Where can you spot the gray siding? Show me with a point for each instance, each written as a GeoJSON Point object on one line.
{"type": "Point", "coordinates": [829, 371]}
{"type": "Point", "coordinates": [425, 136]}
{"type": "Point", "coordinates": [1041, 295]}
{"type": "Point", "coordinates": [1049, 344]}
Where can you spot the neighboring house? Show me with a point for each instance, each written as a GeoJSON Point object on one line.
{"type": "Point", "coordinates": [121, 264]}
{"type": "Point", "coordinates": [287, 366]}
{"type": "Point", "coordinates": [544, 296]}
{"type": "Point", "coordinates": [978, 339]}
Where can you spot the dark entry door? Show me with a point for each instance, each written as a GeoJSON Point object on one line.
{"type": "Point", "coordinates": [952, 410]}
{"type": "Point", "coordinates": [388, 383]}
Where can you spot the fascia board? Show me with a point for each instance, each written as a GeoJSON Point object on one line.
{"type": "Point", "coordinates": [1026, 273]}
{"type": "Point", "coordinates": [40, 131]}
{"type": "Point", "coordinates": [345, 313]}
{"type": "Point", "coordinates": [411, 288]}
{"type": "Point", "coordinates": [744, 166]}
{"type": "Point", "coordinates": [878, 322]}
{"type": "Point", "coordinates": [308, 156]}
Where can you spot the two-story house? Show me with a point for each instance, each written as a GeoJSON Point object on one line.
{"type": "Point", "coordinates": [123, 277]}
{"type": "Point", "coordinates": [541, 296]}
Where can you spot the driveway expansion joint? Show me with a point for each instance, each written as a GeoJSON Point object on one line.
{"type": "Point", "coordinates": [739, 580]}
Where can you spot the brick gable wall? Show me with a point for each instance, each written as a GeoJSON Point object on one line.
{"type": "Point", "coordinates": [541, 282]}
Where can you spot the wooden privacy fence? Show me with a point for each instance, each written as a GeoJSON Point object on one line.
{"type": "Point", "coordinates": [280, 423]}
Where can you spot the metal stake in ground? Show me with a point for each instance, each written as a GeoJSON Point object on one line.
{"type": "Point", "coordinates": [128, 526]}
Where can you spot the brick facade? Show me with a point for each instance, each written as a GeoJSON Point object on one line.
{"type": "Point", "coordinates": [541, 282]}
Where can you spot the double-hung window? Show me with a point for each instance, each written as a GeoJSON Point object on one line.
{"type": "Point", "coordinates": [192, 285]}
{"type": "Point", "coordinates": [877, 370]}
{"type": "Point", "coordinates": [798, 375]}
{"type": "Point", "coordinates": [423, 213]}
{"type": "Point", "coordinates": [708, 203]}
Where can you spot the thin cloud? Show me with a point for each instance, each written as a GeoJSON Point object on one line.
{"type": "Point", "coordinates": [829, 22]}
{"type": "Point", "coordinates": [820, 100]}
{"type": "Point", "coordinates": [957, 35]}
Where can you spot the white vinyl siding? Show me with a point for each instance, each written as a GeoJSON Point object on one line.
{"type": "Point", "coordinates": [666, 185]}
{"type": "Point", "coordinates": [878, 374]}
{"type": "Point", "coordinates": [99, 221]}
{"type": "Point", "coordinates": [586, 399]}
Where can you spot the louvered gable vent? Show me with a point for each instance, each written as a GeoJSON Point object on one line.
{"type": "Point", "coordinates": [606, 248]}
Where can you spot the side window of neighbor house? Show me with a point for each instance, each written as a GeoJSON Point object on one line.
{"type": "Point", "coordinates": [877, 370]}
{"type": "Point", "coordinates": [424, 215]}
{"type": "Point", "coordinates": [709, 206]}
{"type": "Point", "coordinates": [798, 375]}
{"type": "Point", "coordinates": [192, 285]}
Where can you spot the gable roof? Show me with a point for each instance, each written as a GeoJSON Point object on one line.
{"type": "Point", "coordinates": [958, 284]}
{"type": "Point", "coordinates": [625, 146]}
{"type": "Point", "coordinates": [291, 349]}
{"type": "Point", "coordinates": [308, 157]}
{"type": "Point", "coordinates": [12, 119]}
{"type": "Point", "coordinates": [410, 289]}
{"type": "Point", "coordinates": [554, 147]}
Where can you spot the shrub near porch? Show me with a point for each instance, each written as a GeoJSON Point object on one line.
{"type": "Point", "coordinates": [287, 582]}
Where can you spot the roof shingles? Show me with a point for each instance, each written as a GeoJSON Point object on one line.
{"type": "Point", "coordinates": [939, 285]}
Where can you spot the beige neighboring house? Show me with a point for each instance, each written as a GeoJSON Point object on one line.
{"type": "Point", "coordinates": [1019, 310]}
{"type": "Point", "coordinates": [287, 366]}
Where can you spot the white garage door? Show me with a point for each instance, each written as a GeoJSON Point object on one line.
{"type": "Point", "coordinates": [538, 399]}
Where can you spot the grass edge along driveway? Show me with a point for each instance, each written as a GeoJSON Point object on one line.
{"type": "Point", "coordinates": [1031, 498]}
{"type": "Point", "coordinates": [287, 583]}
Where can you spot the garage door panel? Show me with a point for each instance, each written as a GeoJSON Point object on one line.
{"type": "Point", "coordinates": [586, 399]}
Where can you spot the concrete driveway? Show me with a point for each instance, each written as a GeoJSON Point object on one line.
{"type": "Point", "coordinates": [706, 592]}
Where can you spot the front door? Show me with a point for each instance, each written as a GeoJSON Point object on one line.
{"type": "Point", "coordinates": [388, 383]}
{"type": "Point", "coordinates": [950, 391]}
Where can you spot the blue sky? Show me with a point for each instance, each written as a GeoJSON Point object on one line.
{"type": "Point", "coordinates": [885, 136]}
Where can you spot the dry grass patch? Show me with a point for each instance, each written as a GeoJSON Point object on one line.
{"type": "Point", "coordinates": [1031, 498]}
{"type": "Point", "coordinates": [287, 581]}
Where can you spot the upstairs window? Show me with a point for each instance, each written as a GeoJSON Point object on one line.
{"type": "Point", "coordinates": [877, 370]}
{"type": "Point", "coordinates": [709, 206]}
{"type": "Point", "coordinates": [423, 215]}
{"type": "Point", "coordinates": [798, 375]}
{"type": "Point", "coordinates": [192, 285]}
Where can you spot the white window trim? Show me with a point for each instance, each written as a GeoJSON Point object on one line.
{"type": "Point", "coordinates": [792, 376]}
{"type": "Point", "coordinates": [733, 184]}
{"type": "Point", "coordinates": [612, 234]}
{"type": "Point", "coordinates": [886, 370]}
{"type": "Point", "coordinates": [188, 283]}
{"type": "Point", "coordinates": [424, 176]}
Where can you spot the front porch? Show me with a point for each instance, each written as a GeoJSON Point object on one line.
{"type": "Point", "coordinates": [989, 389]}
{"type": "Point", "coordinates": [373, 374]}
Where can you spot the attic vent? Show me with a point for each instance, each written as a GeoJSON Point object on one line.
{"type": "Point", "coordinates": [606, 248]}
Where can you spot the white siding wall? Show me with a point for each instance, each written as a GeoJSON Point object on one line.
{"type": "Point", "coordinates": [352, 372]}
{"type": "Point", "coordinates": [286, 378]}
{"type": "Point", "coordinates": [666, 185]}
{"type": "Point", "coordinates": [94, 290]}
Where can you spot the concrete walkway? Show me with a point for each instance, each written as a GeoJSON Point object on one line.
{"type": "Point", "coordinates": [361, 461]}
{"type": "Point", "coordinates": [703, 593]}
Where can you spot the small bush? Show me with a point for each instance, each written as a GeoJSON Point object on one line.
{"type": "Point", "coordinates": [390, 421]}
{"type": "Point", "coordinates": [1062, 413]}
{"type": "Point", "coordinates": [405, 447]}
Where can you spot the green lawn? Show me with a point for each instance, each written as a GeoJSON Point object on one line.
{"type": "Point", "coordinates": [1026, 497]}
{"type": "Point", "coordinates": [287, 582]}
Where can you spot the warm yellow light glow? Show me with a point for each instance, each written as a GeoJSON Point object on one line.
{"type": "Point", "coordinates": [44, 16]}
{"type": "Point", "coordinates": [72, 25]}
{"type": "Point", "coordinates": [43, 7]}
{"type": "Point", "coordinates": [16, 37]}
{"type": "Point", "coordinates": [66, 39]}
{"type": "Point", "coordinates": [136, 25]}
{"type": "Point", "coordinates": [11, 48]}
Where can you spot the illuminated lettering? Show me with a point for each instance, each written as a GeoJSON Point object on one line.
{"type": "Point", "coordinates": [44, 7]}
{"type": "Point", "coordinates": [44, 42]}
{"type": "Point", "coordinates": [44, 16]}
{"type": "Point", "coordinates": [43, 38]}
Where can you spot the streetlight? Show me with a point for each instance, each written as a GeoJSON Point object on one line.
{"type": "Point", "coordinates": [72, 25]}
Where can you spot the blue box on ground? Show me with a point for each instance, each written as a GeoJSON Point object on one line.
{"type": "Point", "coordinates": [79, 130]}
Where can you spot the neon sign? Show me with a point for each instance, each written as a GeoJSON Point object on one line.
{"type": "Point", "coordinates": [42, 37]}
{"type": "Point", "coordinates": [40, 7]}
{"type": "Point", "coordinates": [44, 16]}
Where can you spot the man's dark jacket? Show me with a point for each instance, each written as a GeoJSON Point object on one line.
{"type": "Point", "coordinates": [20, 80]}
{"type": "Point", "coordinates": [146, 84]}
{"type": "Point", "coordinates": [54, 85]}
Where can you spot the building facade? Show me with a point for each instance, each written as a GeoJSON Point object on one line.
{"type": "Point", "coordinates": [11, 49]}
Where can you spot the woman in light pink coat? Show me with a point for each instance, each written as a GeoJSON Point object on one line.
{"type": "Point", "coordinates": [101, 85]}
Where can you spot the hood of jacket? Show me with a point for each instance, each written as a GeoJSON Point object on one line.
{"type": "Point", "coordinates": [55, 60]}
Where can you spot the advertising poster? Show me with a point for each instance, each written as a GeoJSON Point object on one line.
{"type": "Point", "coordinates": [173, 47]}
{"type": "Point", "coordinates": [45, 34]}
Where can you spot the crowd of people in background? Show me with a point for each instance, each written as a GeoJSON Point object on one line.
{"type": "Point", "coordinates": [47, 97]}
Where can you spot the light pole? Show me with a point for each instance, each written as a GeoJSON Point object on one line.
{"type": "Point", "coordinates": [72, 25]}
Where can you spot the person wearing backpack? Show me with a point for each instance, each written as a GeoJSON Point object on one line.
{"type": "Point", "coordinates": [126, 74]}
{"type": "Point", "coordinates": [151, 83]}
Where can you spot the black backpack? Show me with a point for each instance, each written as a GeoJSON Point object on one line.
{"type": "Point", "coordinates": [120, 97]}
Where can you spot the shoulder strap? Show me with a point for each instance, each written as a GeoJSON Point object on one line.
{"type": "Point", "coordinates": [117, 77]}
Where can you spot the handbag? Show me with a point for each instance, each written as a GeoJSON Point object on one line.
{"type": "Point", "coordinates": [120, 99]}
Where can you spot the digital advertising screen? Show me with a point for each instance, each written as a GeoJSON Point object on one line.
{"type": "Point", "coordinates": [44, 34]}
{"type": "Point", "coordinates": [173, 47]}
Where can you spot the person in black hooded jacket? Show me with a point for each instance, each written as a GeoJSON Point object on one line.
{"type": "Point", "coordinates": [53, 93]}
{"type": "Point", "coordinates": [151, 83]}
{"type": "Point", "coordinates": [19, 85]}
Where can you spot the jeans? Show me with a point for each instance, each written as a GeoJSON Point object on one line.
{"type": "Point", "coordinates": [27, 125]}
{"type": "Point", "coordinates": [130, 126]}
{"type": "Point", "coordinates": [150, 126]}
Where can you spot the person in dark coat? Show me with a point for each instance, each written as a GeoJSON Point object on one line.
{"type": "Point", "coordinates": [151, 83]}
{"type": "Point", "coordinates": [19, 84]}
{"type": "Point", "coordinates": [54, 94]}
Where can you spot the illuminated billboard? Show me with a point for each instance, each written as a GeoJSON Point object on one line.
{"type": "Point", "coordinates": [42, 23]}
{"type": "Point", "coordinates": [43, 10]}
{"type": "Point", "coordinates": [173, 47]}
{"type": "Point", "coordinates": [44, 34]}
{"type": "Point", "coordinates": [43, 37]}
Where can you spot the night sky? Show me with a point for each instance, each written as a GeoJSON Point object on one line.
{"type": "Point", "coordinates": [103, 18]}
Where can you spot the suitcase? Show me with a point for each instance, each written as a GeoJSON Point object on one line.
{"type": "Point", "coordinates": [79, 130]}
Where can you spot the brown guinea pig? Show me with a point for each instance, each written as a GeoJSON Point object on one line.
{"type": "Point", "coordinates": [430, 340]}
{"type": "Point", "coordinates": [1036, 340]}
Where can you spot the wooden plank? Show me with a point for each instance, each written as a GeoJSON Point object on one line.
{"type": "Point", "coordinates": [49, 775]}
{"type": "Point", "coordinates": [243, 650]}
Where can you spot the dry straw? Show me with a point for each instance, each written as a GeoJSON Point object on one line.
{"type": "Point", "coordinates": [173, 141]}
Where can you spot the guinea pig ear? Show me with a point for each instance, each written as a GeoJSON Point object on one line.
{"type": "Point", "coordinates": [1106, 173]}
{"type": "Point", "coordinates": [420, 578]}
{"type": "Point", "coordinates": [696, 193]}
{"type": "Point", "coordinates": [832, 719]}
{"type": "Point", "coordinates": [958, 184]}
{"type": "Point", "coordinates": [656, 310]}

======

## TASK TO COMPLETE
Your task is to write out the lines from the one with "Where can you spot the wooden plank?" through the end of the records, exactly and with nothing added.

## WRITTEN SOLUTION
Where can you spot the wooden plank? Show me with a point for each instance, each written as a GeoJSON Point object on one line.
{"type": "Point", "coordinates": [49, 775]}
{"type": "Point", "coordinates": [243, 650]}
Where can you spot the dry straw? Show me with a point for each instance, each written as a GeoJSON Point object on one line.
{"type": "Point", "coordinates": [173, 141]}
Where can you spot the guinea pig ear? Show me with a point for each instance, each written as a GeoJSON Point object on one line.
{"type": "Point", "coordinates": [1106, 173]}
{"type": "Point", "coordinates": [420, 578]}
{"type": "Point", "coordinates": [696, 193]}
{"type": "Point", "coordinates": [832, 719]}
{"type": "Point", "coordinates": [958, 184]}
{"type": "Point", "coordinates": [656, 310]}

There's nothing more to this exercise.